To be done = Exactly as given, repeat all of the entries.

━━━━

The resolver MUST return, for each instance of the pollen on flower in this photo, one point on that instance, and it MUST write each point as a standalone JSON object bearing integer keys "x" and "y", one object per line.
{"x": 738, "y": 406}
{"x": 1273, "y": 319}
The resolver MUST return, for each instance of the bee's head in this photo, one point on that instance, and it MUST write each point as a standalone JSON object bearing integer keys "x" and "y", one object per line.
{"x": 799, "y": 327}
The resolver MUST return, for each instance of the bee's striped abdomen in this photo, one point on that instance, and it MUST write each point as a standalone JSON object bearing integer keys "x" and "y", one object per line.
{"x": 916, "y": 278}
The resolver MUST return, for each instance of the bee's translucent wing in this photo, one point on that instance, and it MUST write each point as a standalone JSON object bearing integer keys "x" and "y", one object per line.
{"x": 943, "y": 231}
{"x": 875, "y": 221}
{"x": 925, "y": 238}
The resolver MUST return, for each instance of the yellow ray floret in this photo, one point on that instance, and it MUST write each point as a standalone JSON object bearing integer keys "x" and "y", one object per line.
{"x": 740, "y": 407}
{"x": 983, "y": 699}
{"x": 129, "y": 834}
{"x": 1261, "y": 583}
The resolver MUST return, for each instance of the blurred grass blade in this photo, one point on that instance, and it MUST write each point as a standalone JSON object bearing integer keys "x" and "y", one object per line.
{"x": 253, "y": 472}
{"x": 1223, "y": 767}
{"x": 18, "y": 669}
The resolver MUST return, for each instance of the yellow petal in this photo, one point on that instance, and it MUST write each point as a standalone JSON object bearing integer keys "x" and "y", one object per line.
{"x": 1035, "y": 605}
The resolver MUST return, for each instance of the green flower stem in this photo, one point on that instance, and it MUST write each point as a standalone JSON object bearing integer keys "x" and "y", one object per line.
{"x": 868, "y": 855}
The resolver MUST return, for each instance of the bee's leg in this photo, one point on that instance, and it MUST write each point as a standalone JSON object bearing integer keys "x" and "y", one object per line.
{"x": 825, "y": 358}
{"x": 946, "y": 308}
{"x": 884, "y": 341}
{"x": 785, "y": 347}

━━━━

Task result =
The resolver MUST return, for each instance of the pollen on flower in this photo, one point on that instance, and it MUST write each point as a standalone JSON object bearing integer keys "x" and "y", one object per line.
{"x": 738, "y": 406}
{"x": 1273, "y": 319}
The resolver MUST return, for each instance of the bee's head in this photo, one point on that instance, and it MUST write each point as a standalone JSON object bearing integer keys "x" and "y", one object per line.
{"x": 799, "y": 327}
The resolver MUST return, for each instance of the bee's striped abdomen in this photo, one point on that instance, and it MUST write each point as a standalone JSON object bearing integer keys "x" and "y", one object per line.
{"x": 916, "y": 278}
The resolver MUST return, for each instance of the bee's translucent wing in this photo, one point on that instance, and it MUST write each point as a standalone JSON object bearing integer keys "x" and "y", one object per line.
{"x": 943, "y": 231}
{"x": 875, "y": 221}
{"x": 925, "y": 238}
The resolver MUST return, for each instance of the yellow ray floret in this photo, one point on that instance, and it MUST write each point as a standalone JSON object bearing integer keys "x" and "y", one object per line.
{"x": 740, "y": 407}
{"x": 983, "y": 699}
{"x": 129, "y": 834}
{"x": 1261, "y": 583}
The resolver MUST return, for each instance of the blurred grass blade in this photo, one point on that instance, and it MUST write each point as a standalone JSON object bearing integer keys "x" and "y", one object per line.
{"x": 253, "y": 472}
{"x": 1223, "y": 767}
{"x": 18, "y": 669}
The resolver MUST return, for each instance of the yellow petal in this photo, one point on that instance, and it MUST write each point as a standalone JSON object bearing integer keys "x" and "y", one object per line.
{"x": 1035, "y": 605}
The resolver MUST return, for each instance of the green flower stem in this photo, one point on that instance, and it MUST write each point as a standalone JSON object bearing integer keys "x" and "y", one object per line.
{"x": 868, "y": 855}
The resolver MUST return, for each instance of the bee's leg in this photo, one point on that instance, and it MUST write each point as a standalone JSON object bearing integer keys "x" and "y", one object per line.
{"x": 825, "y": 358}
{"x": 946, "y": 308}
{"x": 884, "y": 341}
{"x": 785, "y": 347}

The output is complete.